=== Data ===

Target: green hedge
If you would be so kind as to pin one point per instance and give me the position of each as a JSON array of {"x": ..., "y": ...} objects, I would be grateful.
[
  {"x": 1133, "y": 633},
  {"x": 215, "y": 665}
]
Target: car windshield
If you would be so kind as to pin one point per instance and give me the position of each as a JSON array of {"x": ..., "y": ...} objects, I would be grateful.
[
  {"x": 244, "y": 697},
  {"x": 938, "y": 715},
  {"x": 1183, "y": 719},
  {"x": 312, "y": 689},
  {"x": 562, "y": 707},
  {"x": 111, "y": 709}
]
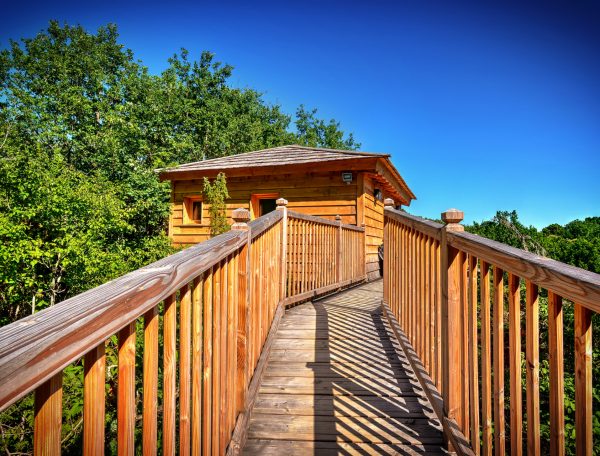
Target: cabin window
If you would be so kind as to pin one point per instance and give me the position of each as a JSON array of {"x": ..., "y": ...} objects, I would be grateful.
[
  {"x": 192, "y": 211},
  {"x": 267, "y": 205},
  {"x": 262, "y": 203}
]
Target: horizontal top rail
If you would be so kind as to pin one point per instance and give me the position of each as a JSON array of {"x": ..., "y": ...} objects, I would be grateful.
[
  {"x": 34, "y": 348},
  {"x": 570, "y": 282},
  {"x": 427, "y": 227},
  {"x": 323, "y": 221}
]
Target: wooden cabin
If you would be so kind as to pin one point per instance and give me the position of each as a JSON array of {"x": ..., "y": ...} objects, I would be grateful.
[{"x": 315, "y": 181}]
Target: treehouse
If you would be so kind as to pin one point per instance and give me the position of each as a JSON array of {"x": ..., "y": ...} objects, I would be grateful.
[
  {"x": 268, "y": 340},
  {"x": 319, "y": 182}
]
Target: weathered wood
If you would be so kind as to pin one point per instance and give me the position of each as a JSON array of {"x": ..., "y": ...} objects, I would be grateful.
[
  {"x": 533, "y": 369},
  {"x": 514, "y": 335},
  {"x": 473, "y": 374},
  {"x": 583, "y": 381},
  {"x": 556, "y": 355},
  {"x": 431, "y": 229},
  {"x": 498, "y": 357},
  {"x": 150, "y": 409},
  {"x": 305, "y": 400},
  {"x": 48, "y": 417},
  {"x": 207, "y": 365},
  {"x": 239, "y": 436},
  {"x": 451, "y": 430},
  {"x": 568, "y": 281},
  {"x": 452, "y": 317},
  {"x": 185, "y": 339},
  {"x": 486, "y": 362},
  {"x": 77, "y": 325},
  {"x": 197, "y": 366},
  {"x": 94, "y": 400},
  {"x": 126, "y": 392}
]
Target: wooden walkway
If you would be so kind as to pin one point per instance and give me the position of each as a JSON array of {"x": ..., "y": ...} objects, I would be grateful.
[{"x": 337, "y": 382}]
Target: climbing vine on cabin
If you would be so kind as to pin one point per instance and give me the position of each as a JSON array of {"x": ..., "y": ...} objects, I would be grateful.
[{"x": 215, "y": 194}]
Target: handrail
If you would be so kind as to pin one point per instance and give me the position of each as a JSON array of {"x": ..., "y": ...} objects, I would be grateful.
[
  {"x": 449, "y": 290},
  {"x": 570, "y": 282},
  {"x": 219, "y": 301},
  {"x": 76, "y": 325}
]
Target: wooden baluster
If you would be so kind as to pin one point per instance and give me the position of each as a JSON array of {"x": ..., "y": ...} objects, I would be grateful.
[
  {"x": 224, "y": 396},
  {"x": 514, "y": 335},
  {"x": 452, "y": 378},
  {"x": 94, "y": 400},
  {"x": 473, "y": 354},
  {"x": 486, "y": 362},
  {"x": 464, "y": 299},
  {"x": 557, "y": 388},
  {"x": 533, "y": 369},
  {"x": 185, "y": 336},
  {"x": 126, "y": 391},
  {"x": 583, "y": 381},
  {"x": 216, "y": 386},
  {"x": 231, "y": 344},
  {"x": 197, "y": 310},
  {"x": 150, "y": 409},
  {"x": 282, "y": 207},
  {"x": 338, "y": 260},
  {"x": 241, "y": 217},
  {"x": 498, "y": 322},
  {"x": 48, "y": 417},
  {"x": 208, "y": 325},
  {"x": 169, "y": 374}
]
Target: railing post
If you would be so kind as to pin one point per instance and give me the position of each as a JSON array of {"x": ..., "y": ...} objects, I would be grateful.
[
  {"x": 241, "y": 217},
  {"x": 452, "y": 349},
  {"x": 338, "y": 257},
  {"x": 282, "y": 206},
  {"x": 388, "y": 203}
]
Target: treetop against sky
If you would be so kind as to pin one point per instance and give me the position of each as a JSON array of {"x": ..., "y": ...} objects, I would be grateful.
[{"x": 483, "y": 107}]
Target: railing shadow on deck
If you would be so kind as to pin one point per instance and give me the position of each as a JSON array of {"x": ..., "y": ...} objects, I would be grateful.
[
  {"x": 367, "y": 383},
  {"x": 217, "y": 303},
  {"x": 450, "y": 294}
]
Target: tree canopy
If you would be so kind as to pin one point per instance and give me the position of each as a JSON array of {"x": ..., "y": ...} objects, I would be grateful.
[{"x": 83, "y": 126}]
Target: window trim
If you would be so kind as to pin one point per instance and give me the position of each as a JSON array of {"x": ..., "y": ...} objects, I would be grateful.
[
  {"x": 255, "y": 202},
  {"x": 188, "y": 207}
]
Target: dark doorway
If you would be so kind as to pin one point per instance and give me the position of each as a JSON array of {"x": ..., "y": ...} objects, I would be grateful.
[{"x": 267, "y": 205}]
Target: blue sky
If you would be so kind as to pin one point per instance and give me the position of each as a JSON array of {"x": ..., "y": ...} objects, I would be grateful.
[{"x": 484, "y": 106}]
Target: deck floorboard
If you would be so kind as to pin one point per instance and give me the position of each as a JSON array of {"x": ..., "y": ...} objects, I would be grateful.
[{"x": 337, "y": 382}]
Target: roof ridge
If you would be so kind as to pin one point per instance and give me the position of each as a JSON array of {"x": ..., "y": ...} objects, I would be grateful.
[{"x": 285, "y": 146}]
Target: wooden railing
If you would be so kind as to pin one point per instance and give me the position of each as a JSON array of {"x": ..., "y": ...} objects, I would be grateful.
[
  {"x": 323, "y": 255},
  {"x": 449, "y": 291},
  {"x": 218, "y": 304}
]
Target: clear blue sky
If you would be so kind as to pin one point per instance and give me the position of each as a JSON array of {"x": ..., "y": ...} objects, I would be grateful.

===

**Task prompt**
In the records above, the line with "Target: cabin window" marks the start and the line with "Target: climbing vine on cabin" marks the end; copy that stretch exactly, both lines included, and nothing else.

**Task response**
Target: cabin window
If you would be so kind as to pin one point per instance and give me the position of each as a JSON array of {"x": ..., "y": ...} objects, I would be grateful.
[
  {"x": 192, "y": 211},
  {"x": 267, "y": 205},
  {"x": 262, "y": 203}
]
Target: horizontal top rail
If you would be so kind as to pin one point per instance and give me the position of each as a JSON array of {"x": ..., "y": ...} objects, I would be grateful.
[
  {"x": 34, "y": 348},
  {"x": 570, "y": 282},
  {"x": 427, "y": 227},
  {"x": 323, "y": 221}
]
Target: wooden cabin
If you would be so kind as to pin one point per instance and give me the position of each as a JSON array of {"x": ..., "y": ...} objects, I would be grateful.
[{"x": 315, "y": 181}]
Target: treehouse
If you would be so kind as to pin one point per instance and give me the position of each as a JSON array of {"x": ..., "y": ...} objects, I would be grateful.
[
  {"x": 268, "y": 340},
  {"x": 319, "y": 182}
]
Target: weathered wood
If you would be so kind as to pin one point per instance and give me the position of each as a JSON array of {"x": ..., "y": ...} objects, I would be grateful.
[
  {"x": 533, "y": 369},
  {"x": 514, "y": 335},
  {"x": 473, "y": 374},
  {"x": 583, "y": 381},
  {"x": 556, "y": 355},
  {"x": 431, "y": 229},
  {"x": 498, "y": 357},
  {"x": 150, "y": 409},
  {"x": 305, "y": 400},
  {"x": 48, "y": 417},
  {"x": 207, "y": 365},
  {"x": 239, "y": 436},
  {"x": 451, "y": 430},
  {"x": 568, "y": 281},
  {"x": 452, "y": 317},
  {"x": 185, "y": 339},
  {"x": 486, "y": 362},
  {"x": 77, "y": 325},
  {"x": 197, "y": 366},
  {"x": 94, "y": 400},
  {"x": 126, "y": 392}
]
Target: wooden walkway
If you would be so kind as to pin one point per instance and give me the position of each as a JSON array of {"x": ..., "y": ...} objects, I would be grateful.
[{"x": 337, "y": 382}]
Target: climbing vine on cabin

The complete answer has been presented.